▶ Supplied text:

»»

Detecting squash-merged branches (and question about git-diff-tree)

Max Gautier <mg@xxxxxxxxxxxxxxxx> · Tue, 3 Dec 2024 14:55:44 +0100

Hi,

I tend to work on project which do a lot of "squash-merging" e.g, merge
branches by having a robot squash the branch in a new commit on top of
the main branch.

This makes it a bit hard to remove my branches when they are
"squash-merged" (in contrast to using `git branch --merged`)

I started a little script to detect such branches; initially I used git
cherry, but this only detect the case where the branch has 1 commit,
which is not enough.

Sharing below if anyone is interested and/or want to give some feedback
(warning, this is probably full of bash-ism/gnu-ism).

Which leads me to my actual question:
I wanted to use diff-tree in --stdin mode (instead of calling it
repeatedly in a loop), feeding it my target branch and
the list of relevant commits, but apparently --merge-base and --stdin
are mutually exclusive. What's the reason for that ?
I suppose it's related to the 3 possible line forms diff-tree accepts in
--stdin mode, but I didn't find a spelled out explanation in the
original thread implementing --merge-base [1].

Is there another alternative for computing the patches ids of branches
in that way ? A '%(mergebase)' token for git for-each-ref would also
work, but there is no such thing either that I know of. 

(Of course, the script as such runs ~reasonably~ well, but it does spend
95% of it's time waiting for subprocess, which bugs me a little^^)

Thanks for reading me !

[1]: https://lore.kernel.org/git/cover.1599332861.git.liu.denton@xxxxxxxxx/

---

#!/bin/bash
# $1 : target ref (in which we search for squashed branches)
# (default: upstream/HEAD)
# ${@:2} (all scripts args after the first one): git for-each-ref
# patterns for refs candidates for squash-merge detection
# (default: refs/{remotes/origin,heads}/}

declare -A commit_by_patch_ids
oldest_merge_base=${1-upstream/HEAD}
ref_patterns=${@:2}
ref_patterns=${ref_patterns:-refs/remotes/origin/ refs/heads/}

for ref in $(git for-each-ref ${ref_patterns} \
                --format='%(objectname)' \
                --no-merged=${1-upstream/HEAD} )
do
  patch_id=( $(git diff-tree -p --merge-base ${1-upstream/HEAD} $ref \
              | git patch-id --stable) )
  commit_by_patch_ids[$patch_id[0]]=$ref
  # Caveat:
  # It's possible for different commit to have the save patch-id
  # (for instance on a feature branch do: git checkout feature;git branch
  # old;git rebase main -> old and feature would probably have the same
  # patch-id, if I understand this correctly)

««

▶ Your goal:
Reproduce verbatim the passage of the post on detecting squash-merged branches that begins with the words containing "This makes it" and ends with "is not enough.".

▶ Information shown:
»»

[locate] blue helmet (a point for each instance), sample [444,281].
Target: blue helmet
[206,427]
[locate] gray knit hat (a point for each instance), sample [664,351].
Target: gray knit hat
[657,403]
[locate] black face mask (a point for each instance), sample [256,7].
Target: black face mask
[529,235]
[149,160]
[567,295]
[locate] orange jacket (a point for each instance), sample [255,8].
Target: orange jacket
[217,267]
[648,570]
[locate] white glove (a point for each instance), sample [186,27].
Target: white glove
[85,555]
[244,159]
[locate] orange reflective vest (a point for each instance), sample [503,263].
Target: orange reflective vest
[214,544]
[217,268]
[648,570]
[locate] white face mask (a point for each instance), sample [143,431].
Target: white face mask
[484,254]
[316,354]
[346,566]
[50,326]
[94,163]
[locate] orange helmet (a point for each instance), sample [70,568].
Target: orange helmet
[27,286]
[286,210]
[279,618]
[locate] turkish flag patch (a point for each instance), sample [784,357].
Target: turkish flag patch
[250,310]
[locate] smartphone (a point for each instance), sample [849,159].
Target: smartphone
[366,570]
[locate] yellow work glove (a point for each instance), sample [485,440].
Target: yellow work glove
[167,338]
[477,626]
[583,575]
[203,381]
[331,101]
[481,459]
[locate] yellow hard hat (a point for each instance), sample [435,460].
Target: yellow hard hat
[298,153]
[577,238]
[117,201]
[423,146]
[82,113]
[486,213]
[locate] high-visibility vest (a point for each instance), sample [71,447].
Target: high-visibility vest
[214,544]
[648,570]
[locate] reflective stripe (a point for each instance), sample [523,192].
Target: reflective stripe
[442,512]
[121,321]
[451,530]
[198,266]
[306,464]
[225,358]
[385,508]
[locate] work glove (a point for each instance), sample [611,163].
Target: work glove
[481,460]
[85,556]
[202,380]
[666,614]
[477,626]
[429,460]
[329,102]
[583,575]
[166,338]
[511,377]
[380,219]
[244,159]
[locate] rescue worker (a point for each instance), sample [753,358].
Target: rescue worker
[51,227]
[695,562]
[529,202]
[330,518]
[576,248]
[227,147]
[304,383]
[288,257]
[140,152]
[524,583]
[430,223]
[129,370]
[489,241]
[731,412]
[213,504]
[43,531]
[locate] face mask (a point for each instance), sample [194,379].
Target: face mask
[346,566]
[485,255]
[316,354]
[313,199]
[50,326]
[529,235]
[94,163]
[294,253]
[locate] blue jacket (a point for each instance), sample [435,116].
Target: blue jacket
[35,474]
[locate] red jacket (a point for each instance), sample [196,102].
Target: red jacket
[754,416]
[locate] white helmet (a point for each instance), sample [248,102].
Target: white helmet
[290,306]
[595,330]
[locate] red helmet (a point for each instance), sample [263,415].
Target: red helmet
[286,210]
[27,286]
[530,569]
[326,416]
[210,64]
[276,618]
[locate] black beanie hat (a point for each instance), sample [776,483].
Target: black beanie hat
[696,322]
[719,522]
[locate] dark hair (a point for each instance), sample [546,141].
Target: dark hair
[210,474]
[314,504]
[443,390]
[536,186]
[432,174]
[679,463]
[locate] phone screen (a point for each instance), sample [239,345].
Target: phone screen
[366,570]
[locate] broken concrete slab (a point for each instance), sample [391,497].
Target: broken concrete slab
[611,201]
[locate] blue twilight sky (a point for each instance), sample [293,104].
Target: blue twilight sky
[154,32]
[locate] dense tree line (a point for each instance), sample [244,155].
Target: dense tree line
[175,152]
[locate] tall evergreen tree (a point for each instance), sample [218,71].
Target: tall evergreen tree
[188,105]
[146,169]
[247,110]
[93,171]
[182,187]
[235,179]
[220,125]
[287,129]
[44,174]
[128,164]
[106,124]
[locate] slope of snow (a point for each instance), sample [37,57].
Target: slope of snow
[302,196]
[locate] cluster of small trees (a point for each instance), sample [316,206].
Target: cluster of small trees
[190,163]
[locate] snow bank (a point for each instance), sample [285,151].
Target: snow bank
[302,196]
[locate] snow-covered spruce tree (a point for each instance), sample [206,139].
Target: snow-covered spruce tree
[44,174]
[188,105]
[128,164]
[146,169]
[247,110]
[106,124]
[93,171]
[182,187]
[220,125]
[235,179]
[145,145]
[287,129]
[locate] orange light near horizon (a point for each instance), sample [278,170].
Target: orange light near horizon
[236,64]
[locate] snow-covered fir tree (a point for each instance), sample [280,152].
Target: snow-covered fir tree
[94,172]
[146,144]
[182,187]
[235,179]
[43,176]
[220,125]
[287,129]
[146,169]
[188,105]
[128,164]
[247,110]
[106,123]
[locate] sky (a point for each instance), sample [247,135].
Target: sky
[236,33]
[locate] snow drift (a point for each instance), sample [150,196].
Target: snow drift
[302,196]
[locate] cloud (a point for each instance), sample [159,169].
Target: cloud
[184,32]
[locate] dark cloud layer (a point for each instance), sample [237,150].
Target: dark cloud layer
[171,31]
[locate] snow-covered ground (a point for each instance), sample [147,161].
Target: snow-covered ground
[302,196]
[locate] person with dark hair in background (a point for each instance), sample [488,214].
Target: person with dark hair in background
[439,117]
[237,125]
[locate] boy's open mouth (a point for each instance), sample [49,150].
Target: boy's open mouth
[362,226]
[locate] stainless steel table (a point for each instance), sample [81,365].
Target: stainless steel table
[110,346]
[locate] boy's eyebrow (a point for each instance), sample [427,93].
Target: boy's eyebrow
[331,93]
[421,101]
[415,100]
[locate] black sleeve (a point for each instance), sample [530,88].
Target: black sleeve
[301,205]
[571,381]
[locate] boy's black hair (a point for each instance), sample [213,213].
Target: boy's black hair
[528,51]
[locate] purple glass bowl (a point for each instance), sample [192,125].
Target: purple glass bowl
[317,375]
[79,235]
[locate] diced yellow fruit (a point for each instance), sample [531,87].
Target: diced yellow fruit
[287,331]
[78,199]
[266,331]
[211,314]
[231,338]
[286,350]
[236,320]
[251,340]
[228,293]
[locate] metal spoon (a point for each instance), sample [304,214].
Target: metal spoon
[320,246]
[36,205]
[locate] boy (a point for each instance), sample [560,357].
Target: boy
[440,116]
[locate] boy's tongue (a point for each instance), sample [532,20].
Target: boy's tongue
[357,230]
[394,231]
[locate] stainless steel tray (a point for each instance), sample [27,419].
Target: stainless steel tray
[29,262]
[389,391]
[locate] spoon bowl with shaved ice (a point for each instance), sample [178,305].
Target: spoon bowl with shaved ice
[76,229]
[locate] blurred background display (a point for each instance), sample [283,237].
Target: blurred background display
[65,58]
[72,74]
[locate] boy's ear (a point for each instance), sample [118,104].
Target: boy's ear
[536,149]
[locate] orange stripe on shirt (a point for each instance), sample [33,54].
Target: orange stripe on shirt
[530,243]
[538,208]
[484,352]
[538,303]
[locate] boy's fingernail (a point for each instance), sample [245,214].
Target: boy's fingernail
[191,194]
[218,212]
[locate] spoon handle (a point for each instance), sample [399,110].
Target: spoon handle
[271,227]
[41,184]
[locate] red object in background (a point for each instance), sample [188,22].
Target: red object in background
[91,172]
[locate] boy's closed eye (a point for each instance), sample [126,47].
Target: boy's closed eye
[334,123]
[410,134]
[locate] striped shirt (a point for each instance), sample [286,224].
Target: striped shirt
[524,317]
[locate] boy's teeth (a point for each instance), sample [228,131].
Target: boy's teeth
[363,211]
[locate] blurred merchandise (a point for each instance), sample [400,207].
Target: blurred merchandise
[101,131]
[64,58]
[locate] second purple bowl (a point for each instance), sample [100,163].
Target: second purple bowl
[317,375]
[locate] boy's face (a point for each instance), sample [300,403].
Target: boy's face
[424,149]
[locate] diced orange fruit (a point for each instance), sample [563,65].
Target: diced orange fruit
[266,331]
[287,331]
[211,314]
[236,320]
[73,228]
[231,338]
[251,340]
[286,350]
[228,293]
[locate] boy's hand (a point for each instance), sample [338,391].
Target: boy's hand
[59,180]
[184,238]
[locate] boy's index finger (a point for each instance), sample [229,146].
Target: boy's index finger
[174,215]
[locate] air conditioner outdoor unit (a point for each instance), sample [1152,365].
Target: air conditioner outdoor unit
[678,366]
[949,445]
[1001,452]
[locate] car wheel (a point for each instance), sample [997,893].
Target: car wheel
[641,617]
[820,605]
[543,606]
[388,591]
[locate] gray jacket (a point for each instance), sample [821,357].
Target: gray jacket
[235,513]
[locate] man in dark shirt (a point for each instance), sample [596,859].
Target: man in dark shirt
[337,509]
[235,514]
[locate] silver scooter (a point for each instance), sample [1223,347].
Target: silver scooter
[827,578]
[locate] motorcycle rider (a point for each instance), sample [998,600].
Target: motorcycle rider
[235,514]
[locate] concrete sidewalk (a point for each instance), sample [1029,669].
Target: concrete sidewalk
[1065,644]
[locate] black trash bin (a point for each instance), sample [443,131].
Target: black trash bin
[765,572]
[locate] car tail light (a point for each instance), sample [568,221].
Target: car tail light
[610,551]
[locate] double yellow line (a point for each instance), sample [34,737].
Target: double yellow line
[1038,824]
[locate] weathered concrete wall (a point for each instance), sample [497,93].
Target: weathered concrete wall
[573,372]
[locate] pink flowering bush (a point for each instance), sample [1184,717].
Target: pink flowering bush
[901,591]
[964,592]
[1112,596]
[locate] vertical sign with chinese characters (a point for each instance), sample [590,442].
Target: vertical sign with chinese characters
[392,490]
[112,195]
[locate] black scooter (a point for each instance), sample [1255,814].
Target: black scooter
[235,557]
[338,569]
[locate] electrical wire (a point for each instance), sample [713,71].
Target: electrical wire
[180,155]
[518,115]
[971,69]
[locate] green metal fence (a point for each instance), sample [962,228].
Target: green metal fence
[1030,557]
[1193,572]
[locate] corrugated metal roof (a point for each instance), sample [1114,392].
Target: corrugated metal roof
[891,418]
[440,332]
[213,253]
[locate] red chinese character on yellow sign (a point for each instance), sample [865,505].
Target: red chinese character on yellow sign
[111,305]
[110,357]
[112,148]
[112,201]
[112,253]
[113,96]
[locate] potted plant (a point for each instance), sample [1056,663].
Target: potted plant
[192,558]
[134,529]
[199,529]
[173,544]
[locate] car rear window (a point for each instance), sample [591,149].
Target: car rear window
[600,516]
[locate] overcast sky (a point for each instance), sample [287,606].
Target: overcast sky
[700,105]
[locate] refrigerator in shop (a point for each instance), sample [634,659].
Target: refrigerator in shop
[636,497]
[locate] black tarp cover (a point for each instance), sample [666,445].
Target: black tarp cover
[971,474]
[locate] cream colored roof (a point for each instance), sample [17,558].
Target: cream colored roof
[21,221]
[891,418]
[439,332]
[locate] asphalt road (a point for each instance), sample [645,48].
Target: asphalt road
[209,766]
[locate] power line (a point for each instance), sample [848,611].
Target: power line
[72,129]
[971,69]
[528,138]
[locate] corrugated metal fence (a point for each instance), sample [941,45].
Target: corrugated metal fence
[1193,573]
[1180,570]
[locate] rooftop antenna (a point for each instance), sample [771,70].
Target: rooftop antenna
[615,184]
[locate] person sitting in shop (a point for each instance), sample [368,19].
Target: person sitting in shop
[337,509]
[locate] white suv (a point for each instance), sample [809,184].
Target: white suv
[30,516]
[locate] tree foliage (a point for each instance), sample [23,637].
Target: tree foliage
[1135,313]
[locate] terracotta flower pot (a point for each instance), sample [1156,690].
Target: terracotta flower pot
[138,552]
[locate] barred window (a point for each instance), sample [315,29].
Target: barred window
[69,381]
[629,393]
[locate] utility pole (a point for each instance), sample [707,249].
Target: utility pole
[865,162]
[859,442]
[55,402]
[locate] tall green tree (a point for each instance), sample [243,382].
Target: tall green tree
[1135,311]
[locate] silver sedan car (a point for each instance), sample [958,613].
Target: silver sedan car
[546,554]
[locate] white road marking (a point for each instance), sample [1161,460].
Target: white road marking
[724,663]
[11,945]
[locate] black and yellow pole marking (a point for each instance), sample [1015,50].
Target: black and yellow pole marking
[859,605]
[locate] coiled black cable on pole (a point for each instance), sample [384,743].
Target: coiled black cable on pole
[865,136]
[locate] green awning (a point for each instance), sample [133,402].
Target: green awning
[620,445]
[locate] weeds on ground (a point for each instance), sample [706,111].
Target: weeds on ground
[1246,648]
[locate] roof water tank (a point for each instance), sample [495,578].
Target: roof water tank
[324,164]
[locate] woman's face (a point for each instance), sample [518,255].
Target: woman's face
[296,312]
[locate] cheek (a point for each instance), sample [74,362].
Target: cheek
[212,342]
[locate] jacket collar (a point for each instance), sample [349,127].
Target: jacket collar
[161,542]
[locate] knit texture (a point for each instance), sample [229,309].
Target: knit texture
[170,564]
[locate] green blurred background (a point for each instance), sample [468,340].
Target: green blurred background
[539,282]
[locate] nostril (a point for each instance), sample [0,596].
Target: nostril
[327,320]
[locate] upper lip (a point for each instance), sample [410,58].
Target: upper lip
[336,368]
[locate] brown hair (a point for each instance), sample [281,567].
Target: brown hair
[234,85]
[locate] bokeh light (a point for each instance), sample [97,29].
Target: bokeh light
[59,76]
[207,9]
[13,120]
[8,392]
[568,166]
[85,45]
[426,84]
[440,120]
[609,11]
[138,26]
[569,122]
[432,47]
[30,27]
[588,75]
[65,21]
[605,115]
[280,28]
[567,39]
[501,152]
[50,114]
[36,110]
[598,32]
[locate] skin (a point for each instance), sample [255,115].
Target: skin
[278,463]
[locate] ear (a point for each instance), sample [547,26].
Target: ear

««

▶ Answer to this exercise:
This makes it a bit hard to remove my branches when they are
"squash-merged" (in contrast to using `git branch --merged`)

I started a little script to detect such branches; initially I used git
cherry, but this only detect the case where the branch has 1 commit,
which is not enough.